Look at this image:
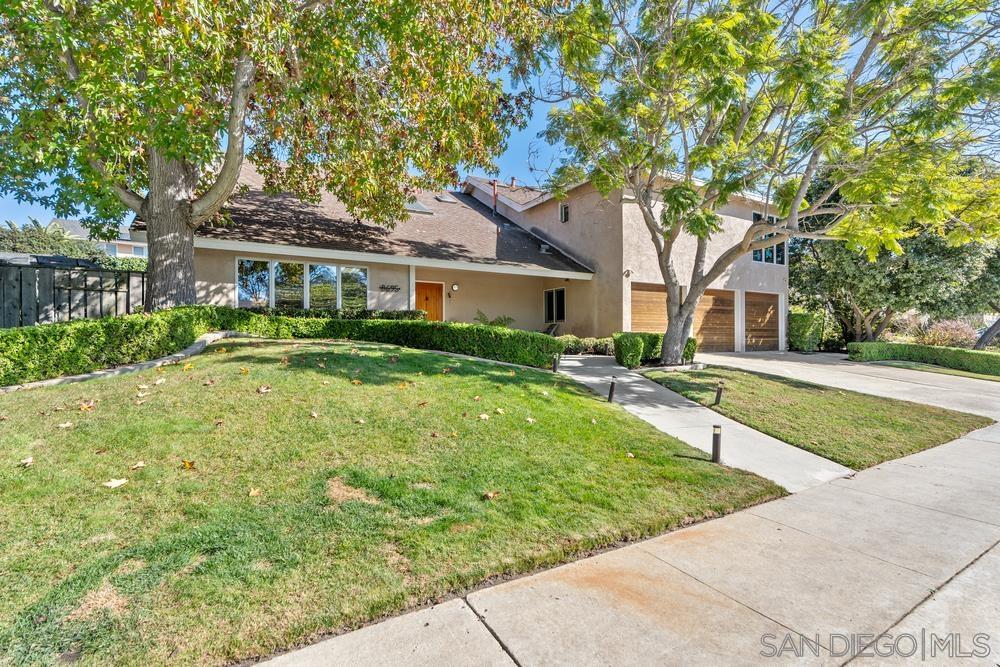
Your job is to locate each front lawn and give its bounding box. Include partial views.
[646,367,992,470]
[0,341,782,664]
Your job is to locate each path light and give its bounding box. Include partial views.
[712,380,726,405]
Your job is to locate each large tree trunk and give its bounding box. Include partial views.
[142,149,198,311]
[972,314,1000,350]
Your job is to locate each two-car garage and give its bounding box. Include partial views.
[632,283,780,352]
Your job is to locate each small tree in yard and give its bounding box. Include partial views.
[545,0,1000,363]
[0,0,539,308]
[789,234,1000,341]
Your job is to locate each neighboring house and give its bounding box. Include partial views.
[133,165,788,351]
[49,218,147,259]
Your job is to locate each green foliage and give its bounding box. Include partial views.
[612,331,698,368]
[472,309,515,329]
[557,334,615,355]
[0,306,563,386]
[847,343,1000,375]
[788,312,826,352]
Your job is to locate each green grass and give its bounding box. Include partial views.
[646,368,993,470]
[0,341,783,665]
[869,360,1000,382]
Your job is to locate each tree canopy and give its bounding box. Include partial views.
[545,0,1000,360]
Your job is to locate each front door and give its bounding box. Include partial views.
[417,282,444,322]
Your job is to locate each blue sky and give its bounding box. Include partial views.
[0,98,554,224]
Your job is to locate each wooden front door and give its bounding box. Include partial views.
[745,292,778,352]
[417,282,444,322]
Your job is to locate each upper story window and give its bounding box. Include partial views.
[545,287,566,324]
[752,213,786,265]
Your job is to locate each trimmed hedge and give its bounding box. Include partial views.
[0,306,563,386]
[558,334,615,355]
[612,331,698,368]
[788,312,825,352]
[847,343,1000,375]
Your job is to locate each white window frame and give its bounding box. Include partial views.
[233,255,372,310]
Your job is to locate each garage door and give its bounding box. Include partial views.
[746,292,778,351]
[632,283,736,352]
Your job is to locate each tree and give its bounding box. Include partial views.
[541,0,1000,363]
[0,0,539,308]
[789,234,1000,341]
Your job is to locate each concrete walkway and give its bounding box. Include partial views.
[269,425,1000,667]
[698,352,1000,420]
[559,355,853,493]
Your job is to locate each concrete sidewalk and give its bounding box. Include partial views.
[269,425,1000,667]
[559,355,853,493]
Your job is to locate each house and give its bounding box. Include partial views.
[49,218,146,259]
[134,165,788,351]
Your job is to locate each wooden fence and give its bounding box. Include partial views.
[0,264,146,328]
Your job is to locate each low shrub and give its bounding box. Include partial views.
[847,343,1000,375]
[612,331,698,368]
[916,320,979,347]
[788,312,825,352]
[0,306,563,386]
[558,334,615,355]
[245,307,427,320]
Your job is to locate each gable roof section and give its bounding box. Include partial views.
[134,163,593,279]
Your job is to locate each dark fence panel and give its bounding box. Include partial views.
[0,264,146,328]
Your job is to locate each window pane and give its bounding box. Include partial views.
[274,262,305,308]
[340,267,368,310]
[309,264,337,310]
[236,259,270,308]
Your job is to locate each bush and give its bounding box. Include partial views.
[916,320,979,347]
[557,334,615,354]
[788,312,826,352]
[0,306,563,386]
[847,343,1000,375]
[613,331,698,368]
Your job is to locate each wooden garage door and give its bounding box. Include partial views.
[746,292,778,351]
[632,283,736,352]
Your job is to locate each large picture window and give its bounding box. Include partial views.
[545,287,566,324]
[236,258,368,310]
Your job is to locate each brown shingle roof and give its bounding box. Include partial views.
[135,164,591,273]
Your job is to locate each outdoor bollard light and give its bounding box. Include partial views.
[713,380,726,405]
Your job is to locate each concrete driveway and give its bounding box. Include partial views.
[698,352,1000,419]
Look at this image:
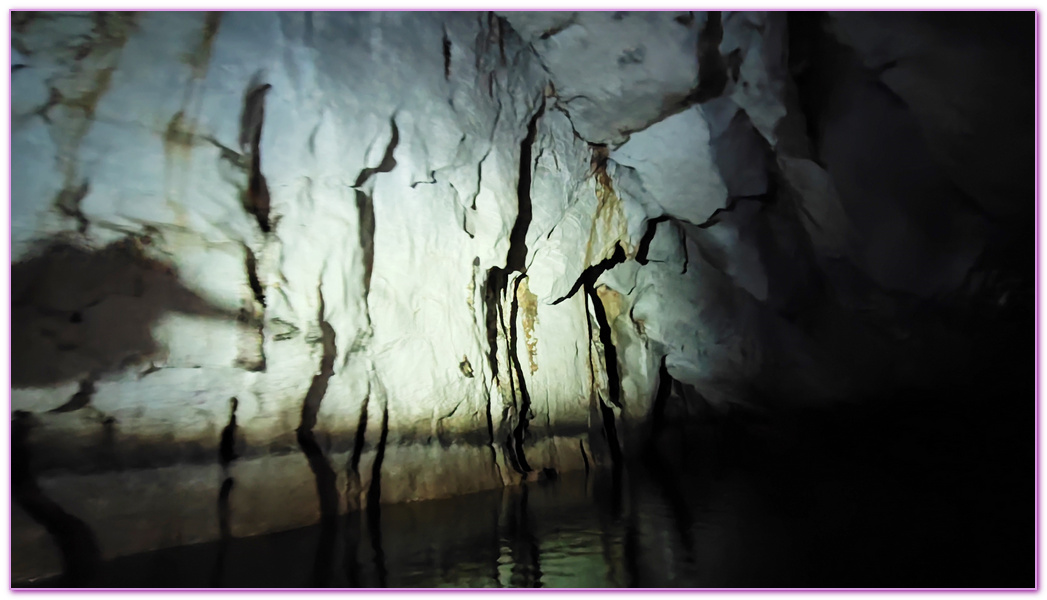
+++
**THE TASK:** Pull from the listing, word for word, the lines starting at the one containing "Your job is to locate each large picture" and ending at the one containing "[713,380,726,405]", both included.

**EXERCISE OUTPUT:**
Your job is to locate each large picture window and give its bounding box. Include partial views.
[545,287,566,324]
[236,258,368,310]
Your job is to locate each brown shingle roof and give its bounding box. Include partial views.
[135,164,591,273]
Your job is to locate each outdoor bollard light and give its bounding box. Include partial views.
[713,380,726,405]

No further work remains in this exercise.